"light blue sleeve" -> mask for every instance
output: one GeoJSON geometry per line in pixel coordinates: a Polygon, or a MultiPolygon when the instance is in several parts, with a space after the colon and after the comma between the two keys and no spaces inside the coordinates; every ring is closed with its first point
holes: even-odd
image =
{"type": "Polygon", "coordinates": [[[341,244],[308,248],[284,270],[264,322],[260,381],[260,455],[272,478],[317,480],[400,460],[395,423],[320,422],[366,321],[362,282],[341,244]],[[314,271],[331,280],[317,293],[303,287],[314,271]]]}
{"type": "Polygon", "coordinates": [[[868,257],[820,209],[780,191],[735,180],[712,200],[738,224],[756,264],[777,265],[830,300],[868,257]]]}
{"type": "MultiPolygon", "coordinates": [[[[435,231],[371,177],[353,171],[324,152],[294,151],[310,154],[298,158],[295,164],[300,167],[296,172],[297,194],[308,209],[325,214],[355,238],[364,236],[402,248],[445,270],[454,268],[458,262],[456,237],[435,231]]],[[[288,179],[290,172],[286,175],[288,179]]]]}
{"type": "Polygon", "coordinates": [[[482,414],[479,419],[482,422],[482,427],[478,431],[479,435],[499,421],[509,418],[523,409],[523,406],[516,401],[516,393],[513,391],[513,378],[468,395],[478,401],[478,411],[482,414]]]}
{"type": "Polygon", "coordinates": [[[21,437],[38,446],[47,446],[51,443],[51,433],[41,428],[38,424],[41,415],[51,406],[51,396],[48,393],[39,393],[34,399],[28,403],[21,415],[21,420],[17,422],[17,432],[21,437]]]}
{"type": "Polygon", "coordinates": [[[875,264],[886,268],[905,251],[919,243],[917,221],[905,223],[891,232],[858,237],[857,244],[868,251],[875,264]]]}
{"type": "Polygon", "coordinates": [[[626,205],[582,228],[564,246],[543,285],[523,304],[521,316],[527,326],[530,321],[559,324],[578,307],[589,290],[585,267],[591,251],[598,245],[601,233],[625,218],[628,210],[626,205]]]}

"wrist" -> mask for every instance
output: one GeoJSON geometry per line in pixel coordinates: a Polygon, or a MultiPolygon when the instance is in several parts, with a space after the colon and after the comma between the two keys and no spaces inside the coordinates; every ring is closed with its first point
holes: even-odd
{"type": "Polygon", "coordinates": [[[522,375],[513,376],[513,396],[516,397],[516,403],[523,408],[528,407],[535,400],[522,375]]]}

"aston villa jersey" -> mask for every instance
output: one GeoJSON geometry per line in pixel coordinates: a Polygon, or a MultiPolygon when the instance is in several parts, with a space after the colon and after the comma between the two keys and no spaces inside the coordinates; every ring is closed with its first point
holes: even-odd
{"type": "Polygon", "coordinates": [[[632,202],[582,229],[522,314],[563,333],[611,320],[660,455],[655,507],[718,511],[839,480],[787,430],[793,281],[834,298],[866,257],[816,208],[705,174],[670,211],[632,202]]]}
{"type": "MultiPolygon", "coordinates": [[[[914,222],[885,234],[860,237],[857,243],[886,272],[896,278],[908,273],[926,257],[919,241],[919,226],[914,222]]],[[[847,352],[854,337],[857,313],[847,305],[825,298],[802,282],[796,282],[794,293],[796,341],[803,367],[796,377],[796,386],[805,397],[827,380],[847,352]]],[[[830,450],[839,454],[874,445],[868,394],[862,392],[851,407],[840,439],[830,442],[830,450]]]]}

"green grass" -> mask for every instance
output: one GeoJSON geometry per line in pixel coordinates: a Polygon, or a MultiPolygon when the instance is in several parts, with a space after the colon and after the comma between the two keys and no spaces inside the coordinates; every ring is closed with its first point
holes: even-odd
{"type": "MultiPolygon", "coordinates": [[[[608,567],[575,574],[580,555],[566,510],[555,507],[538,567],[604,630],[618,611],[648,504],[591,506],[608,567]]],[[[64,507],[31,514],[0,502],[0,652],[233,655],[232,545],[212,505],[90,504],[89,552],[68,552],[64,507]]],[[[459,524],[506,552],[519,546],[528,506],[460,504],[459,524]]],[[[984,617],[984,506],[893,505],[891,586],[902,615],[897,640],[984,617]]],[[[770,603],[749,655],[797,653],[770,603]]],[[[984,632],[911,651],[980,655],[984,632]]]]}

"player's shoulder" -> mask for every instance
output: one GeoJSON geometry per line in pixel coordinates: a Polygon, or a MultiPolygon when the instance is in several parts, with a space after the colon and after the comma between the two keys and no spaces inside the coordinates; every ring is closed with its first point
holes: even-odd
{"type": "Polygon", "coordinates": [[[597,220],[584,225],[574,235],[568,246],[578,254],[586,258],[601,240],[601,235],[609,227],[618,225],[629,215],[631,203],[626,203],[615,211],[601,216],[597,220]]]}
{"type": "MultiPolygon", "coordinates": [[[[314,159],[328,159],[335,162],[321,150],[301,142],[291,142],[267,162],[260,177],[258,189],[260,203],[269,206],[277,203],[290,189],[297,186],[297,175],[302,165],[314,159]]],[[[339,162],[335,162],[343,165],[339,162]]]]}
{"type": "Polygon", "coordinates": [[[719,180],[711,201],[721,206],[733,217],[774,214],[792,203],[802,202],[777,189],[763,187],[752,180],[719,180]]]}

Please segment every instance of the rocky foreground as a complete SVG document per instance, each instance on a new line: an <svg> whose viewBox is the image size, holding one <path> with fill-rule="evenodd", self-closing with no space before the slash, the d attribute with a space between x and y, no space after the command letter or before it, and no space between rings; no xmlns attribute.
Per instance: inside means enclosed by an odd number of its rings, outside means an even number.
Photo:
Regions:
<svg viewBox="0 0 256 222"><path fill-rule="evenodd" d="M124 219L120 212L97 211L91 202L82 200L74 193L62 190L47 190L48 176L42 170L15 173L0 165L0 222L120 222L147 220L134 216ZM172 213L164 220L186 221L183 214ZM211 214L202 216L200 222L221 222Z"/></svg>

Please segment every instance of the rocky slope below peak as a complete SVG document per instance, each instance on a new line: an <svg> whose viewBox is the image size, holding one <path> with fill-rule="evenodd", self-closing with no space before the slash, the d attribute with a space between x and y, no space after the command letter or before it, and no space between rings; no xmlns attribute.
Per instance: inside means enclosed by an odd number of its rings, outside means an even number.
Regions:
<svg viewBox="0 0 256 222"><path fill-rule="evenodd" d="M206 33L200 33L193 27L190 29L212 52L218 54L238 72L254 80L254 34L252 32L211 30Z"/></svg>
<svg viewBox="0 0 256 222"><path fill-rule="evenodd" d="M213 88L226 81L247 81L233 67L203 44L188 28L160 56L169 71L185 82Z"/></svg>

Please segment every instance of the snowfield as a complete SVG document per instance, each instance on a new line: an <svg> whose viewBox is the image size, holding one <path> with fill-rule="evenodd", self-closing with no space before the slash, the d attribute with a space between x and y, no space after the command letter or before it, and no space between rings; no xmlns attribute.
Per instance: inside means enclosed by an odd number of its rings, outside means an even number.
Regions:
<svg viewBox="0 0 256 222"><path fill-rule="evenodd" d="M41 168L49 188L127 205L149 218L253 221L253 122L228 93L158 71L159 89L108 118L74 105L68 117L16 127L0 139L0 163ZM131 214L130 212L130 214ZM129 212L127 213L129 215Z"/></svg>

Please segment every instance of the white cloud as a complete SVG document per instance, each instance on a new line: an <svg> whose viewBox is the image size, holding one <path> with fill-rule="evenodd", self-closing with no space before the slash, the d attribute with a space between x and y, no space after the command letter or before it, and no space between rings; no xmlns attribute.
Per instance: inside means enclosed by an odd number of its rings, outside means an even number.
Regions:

______________________________

## Exercise aim
Lay out every line of the listing above as a numbered list, leaving out the blank lines.

## Result of this task
1. "light blue sleeve" -> mask for every instance
2. output: one GeoJSON geometry per line in pixel coordinates: a Polygon, or a MultiPolygon when the instance is in several parts, with a space after the colon and after the comma between the two keys and no spaces inside the coordinates; every ring is closed with its first point
3. holes: even-odd
4. image =
5. {"type": "Polygon", "coordinates": [[[341,244],[308,248],[284,270],[264,322],[260,381],[260,455],[272,478],[317,480],[400,460],[395,423],[320,422],[366,321],[362,282],[341,244]],[[314,271],[331,280],[317,293],[303,287],[314,271]]]}
6. {"type": "Polygon", "coordinates": [[[868,257],[820,209],[780,191],[735,180],[712,200],[738,224],[756,264],[777,265],[830,300],[868,257]]]}
7. {"type": "MultiPolygon", "coordinates": [[[[435,231],[371,177],[353,171],[324,152],[294,151],[310,154],[298,158],[295,164],[300,167],[296,172],[297,194],[308,209],[325,214],[355,238],[364,236],[402,248],[445,270],[454,268],[458,262],[456,237],[435,231]]],[[[288,179],[290,172],[286,175],[288,179]]]]}
8. {"type": "Polygon", "coordinates": [[[482,414],[479,419],[482,422],[482,427],[478,431],[479,435],[499,421],[509,418],[523,409],[523,406],[516,401],[516,393],[513,391],[513,378],[468,395],[478,401],[478,411],[482,414]]]}
9. {"type": "Polygon", "coordinates": [[[21,437],[38,446],[47,446],[51,443],[51,433],[41,428],[38,424],[41,415],[51,406],[51,396],[48,393],[39,393],[34,399],[28,403],[21,415],[21,420],[17,422],[17,432],[21,437]]]}
10. {"type": "Polygon", "coordinates": [[[875,264],[886,268],[905,251],[919,243],[917,221],[905,223],[891,232],[858,237],[857,244],[868,251],[875,264]]]}
11. {"type": "Polygon", "coordinates": [[[626,205],[582,228],[564,246],[543,285],[523,304],[521,316],[527,326],[530,321],[559,324],[578,307],[589,290],[585,267],[591,251],[598,245],[601,233],[625,218],[628,210],[626,205]]]}
12. "wrist" -> mask for every instance
13. output: one GeoJSON geometry per line in pixel coordinates: a Polygon, or a MultiPolygon when the instance is in several parts, with a space after the colon and after the comma between the two keys and no spaces inside the coordinates; every ring is closed with its first point
14. holes: even-odd
15. {"type": "Polygon", "coordinates": [[[522,375],[513,376],[513,396],[516,397],[516,403],[523,408],[528,407],[535,400],[522,375]]]}
16. "aston villa jersey" -> mask for every instance
17. output: one GeoJSON geometry per line in pixel coordinates: a Polygon, or a MultiPolygon when the instance is in several parts, with a space after the colon and after the comma between the two keys and no spaces inside the coordinates; every ring is closed with its first point
18. holes: even-odd
19. {"type": "Polygon", "coordinates": [[[632,202],[582,229],[522,314],[563,333],[611,320],[660,455],[655,507],[718,511],[839,480],[787,430],[793,281],[834,298],[866,257],[816,208],[705,174],[670,211],[632,202]]]}
20. {"type": "MultiPolygon", "coordinates": [[[[914,222],[885,234],[860,237],[857,243],[886,272],[896,278],[908,273],[926,257],[919,241],[919,226],[914,222]]],[[[847,352],[854,337],[857,313],[847,305],[825,298],[802,282],[796,282],[794,293],[796,341],[803,367],[796,377],[796,386],[805,397],[827,380],[847,352]]],[[[830,450],[839,454],[874,445],[868,394],[862,392],[851,407],[840,439],[830,442],[830,450]]]]}
21. "green grass" -> mask for every instance
22. output: one GeoJSON geometry per line in pixel coordinates: a Polygon, or a MultiPolygon when the instance is in several parts, with a space after the colon and after the comma between the two keys and no spaces inside the coordinates; every ring is closed with its first point
23. holes: even-odd
24. {"type": "MultiPolygon", "coordinates": [[[[608,567],[575,574],[580,555],[566,510],[555,507],[538,567],[604,630],[618,611],[648,504],[591,506],[608,567]]],[[[64,507],[31,514],[0,502],[0,652],[233,655],[232,545],[212,505],[90,504],[89,552],[68,552],[64,507]]],[[[459,524],[506,552],[519,546],[528,506],[460,504],[459,524]]],[[[984,617],[984,506],[893,505],[891,586],[902,615],[897,640],[984,617]]],[[[770,603],[749,655],[797,653],[770,603]]],[[[984,632],[911,651],[980,655],[984,632]]]]}
25. "player's shoulder" -> mask for every instance
26. output: one GeoJSON geometry per line in pixel coordinates: a Polygon, or a MultiPolygon when the instance is in several parts, with a space after the colon and after the comma between the two keys and no spaces inside the coordinates; every ring is closed with its first point
27. holes: even-odd
28. {"type": "Polygon", "coordinates": [[[597,220],[584,225],[574,235],[568,246],[578,254],[586,258],[601,240],[601,235],[609,227],[618,225],[629,215],[631,203],[626,203],[615,211],[601,216],[597,220]]]}
29. {"type": "MultiPolygon", "coordinates": [[[[314,159],[328,159],[335,162],[321,150],[301,142],[291,142],[267,162],[260,177],[258,189],[260,203],[269,206],[277,203],[290,189],[297,186],[297,175],[302,165],[314,159]]],[[[339,162],[335,162],[343,165],[339,162]]]]}
30. {"type": "Polygon", "coordinates": [[[719,180],[711,201],[721,206],[733,217],[774,214],[792,203],[802,202],[777,189],[763,187],[752,180],[719,180]]]}
31. Please segment every instance of the rocky foreground as a complete SVG document per instance, each instance on a new line: an <svg> whose viewBox is the image size, holding one <path> with fill-rule="evenodd", self-closing with no space before the slash, the d attribute with a space between x and y, no space after the command letter or before it, and no space between rings; no xmlns attribute.
32. Per instance: inside means enclosed by an odd number of its rings, outside means an even number.
33. Photo:
34. Regions:
35. <svg viewBox="0 0 256 222"><path fill-rule="evenodd" d="M124 219L120 212L97 211L91 202L82 200L74 193L62 190L47 190L48 176L42 170L15 173L0 165L0 222L120 222L147 220L134 216ZM172 213L164 220L186 221L183 214ZM211 214L202 216L200 222L221 222Z"/></svg>
36. Please segment every instance of the rocky slope below peak as a complete SVG document per instance, each instance on a new line: an <svg> whose viewBox is the image size, holding one <path> with fill-rule="evenodd", self-closing with no space before the slash, the d attribute with a space between x and y, no space after the command letter or before it, and no space between rings; no xmlns attribute.
37. Per instance: inside means enclosed by an odd number of its rings, outside means an even number.
38. Regions:
39. <svg viewBox="0 0 256 222"><path fill-rule="evenodd" d="M206 33L200 33L193 27L190 29L212 52L218 54L238 72L254 80L254 34L252 32L211 30Z"/></svg>
40. <svg viewBox="0 0 256 222"><path fill-rule="evenodd" d="M213 88L226 81L247 81L233 67L203 44L188 28L160 56L169 71L185 82Z"/></svg>
41. Please segment every instance of the snowfield as a complete SVG document per instance, each instance on a new line: an <svg> whose viewBox is the image size, holding one <path> with fill-rule="evenodd", self-closing with no space before the slash, the d attribute with a space between x and y, no space after the command letter or before it, and no space between rings; no xmlns attribute.
42. Per instance: inside means enclosed by an odd number of its rings, outside means an even number.
43. Regions:
44. <svg viewBox="0 0 256 222"><path fill-rule="evenodd" d="M41 168L49 188L127 205L149 218L253 221L253 122L228 93L158 71L159 89L108 118L74 105L68 117L16 127L0 139L0 163ZM131 214L130 212L130 214ZM129 212L127 213L129 215Z"/></svg>
45. Please segment every instance of the white cloud as a complete SVG document per instance, each instance on a new line: an <svg> whose viewBox is the image size, holding one <path> with fill-rule="evenodd", self-closing with no space before the slash, the d attribute with a space between x and y, no space after the command letter or before it, and no space between rings; no xmlns attribute.
46. Per instance: inside means enclosed by an odd number of its rings, outside means an even number.
47. Regions:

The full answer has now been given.